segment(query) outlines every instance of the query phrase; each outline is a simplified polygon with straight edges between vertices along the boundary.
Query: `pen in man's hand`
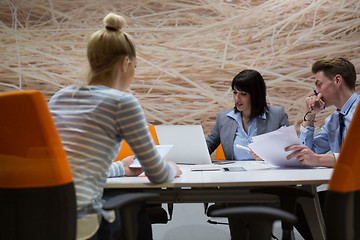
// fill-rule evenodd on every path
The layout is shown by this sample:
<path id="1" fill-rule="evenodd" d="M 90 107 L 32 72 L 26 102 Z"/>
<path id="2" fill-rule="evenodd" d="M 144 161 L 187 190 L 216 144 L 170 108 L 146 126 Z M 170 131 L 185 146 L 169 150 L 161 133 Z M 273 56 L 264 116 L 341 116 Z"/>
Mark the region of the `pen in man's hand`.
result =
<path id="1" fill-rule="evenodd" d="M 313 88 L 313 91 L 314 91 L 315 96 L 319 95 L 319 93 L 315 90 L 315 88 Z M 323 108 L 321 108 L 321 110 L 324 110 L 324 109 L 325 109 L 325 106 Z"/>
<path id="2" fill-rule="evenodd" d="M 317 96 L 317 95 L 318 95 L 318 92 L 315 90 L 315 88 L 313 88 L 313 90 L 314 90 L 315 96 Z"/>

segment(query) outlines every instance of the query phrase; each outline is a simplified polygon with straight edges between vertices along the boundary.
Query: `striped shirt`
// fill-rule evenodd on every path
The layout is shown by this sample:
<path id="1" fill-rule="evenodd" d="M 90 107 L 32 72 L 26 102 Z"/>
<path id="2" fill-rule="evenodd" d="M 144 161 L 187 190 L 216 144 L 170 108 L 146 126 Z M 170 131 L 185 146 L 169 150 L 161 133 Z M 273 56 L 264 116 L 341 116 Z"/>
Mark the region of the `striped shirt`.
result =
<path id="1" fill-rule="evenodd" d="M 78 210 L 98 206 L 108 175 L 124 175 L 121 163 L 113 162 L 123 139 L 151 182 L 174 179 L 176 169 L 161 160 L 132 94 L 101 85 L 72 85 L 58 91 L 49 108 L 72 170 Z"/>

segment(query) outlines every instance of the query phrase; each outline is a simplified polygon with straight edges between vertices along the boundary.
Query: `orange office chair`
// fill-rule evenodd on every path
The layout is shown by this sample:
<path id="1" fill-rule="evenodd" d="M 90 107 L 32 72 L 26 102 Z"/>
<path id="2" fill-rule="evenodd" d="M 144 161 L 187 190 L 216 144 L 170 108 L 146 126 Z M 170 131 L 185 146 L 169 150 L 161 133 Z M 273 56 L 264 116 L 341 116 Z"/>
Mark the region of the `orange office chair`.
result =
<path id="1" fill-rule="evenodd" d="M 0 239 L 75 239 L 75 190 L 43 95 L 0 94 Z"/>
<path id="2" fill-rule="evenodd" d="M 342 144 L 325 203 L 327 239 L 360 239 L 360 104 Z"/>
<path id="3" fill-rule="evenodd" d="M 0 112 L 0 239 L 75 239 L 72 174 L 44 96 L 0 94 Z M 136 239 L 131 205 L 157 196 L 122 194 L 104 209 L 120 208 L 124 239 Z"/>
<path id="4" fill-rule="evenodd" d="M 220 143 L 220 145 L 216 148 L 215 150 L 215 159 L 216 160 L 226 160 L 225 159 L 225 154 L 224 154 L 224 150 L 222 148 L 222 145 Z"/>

================================

(What is needed) From the data above, gather every line that includes the word "shirt".

(Output)
Query: `striped shirt`
Mark the region of the `striped shirt`.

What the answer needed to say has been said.